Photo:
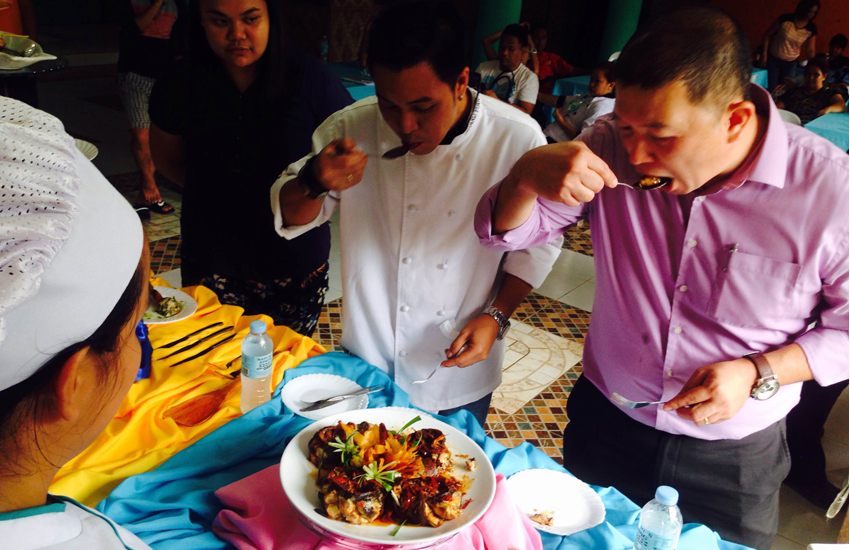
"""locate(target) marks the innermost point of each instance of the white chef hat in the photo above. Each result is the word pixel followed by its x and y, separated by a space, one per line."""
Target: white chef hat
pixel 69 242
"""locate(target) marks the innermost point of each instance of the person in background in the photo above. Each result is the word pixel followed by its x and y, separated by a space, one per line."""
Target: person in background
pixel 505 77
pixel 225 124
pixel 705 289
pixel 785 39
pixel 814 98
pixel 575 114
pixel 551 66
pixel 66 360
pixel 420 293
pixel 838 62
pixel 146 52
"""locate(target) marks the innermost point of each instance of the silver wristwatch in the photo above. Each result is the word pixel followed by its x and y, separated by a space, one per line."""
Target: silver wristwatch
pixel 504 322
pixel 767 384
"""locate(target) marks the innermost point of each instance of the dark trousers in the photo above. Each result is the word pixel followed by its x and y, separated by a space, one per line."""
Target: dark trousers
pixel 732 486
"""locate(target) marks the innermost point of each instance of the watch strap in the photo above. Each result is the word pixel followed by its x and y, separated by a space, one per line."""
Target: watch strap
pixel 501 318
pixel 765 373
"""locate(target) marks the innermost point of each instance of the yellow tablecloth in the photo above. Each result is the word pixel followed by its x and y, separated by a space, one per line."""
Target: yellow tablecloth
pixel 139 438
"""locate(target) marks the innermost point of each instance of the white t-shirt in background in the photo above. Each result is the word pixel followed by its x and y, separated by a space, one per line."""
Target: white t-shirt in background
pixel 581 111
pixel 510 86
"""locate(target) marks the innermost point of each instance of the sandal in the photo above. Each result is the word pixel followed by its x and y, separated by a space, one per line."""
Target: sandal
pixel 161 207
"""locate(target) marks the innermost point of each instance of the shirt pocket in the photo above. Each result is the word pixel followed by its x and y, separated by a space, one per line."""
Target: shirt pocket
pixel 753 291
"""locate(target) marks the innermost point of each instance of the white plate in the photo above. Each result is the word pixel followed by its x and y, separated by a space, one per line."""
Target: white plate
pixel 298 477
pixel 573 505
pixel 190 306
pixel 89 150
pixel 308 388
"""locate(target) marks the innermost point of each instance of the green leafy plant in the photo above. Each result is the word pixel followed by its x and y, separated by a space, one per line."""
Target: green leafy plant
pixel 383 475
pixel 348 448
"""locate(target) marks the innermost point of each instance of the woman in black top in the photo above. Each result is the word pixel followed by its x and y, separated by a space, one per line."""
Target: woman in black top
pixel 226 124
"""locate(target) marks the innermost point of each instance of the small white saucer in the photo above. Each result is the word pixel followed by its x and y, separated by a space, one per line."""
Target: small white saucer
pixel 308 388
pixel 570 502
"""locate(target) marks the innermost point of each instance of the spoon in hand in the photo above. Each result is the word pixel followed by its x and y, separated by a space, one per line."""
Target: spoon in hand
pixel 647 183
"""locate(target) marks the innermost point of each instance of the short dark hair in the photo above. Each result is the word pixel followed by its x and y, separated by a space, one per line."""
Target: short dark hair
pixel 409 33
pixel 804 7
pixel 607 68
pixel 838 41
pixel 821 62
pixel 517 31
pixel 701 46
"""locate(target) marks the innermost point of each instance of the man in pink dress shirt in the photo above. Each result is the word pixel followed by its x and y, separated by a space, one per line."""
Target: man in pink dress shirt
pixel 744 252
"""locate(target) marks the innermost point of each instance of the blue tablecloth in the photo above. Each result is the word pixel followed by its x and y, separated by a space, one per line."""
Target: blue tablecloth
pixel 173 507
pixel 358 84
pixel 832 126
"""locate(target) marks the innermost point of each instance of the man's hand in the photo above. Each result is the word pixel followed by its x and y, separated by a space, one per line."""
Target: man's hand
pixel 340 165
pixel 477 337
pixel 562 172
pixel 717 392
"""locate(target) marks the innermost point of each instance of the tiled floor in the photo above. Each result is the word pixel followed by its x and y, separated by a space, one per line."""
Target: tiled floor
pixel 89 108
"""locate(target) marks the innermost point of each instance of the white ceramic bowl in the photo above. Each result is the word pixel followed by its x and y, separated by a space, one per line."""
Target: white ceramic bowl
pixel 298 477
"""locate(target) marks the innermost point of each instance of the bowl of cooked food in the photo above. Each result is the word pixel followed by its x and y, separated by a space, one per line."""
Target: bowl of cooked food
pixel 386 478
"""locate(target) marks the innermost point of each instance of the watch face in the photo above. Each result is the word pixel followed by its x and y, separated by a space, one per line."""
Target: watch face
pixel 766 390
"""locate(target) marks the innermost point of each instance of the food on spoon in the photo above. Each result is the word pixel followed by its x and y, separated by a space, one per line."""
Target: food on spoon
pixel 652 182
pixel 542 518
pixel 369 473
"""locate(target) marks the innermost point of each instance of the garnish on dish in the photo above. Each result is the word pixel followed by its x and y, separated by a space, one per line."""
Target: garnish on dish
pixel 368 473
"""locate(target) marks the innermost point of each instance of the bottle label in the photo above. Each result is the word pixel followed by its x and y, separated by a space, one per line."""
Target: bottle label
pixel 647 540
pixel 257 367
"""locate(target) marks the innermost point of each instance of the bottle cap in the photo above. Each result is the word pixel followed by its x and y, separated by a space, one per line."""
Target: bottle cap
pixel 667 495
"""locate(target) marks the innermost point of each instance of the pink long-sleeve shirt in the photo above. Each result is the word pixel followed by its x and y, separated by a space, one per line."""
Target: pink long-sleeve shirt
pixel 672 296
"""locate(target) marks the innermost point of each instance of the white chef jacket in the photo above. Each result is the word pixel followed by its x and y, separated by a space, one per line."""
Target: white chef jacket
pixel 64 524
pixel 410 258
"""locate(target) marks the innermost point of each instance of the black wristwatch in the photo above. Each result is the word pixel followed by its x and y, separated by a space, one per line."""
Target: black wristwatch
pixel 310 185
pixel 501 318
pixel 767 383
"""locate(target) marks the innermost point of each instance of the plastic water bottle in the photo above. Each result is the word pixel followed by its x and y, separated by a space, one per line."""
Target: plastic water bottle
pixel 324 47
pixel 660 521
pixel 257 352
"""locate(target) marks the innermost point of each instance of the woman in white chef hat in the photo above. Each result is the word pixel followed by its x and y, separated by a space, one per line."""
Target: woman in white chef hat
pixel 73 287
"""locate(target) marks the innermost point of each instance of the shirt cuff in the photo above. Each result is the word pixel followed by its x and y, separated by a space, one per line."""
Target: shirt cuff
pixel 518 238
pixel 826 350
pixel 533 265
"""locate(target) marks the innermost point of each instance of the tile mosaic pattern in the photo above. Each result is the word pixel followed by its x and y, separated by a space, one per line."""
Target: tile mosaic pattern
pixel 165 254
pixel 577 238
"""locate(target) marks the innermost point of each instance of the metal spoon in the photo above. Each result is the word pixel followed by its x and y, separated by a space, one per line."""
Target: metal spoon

════

> **Exercise prompt**
Recast the lines as a Markdown table with the columns Row and Line, giving each line a row number and leaving out blank lines. Begin at the line that contains "of the spoon" and stop after the line that contains "pixel 701 46".

> **Reply**
| Row | Line |
|---|---|
| 1 | """locate(target) marks the innermost point of each instance of the spoon in hand in the photo above. Each result is the word pixel followed by its x and y, separated by a space, one per line.""" |
| 2 | Target: spoon in hand |
| 3 | pixel 647 183 |
| 4 | """locate(target) marks the innermost point of each instance of the short dark hair in the photo above. Each result is the word pixel followed by its x and y, separated by a space, one per line.""" |
| 5 | Target: short dark hair |
| 6 | pixel 409 33 |
| 7 | pixel 804 7 |
| 8 | pixel 607 68 |
| 9 | pixel 838 41 |
| 10 | pixel 821 62 |
| 11 | pixel 517 31 |
| 12 | pixel 701 46 |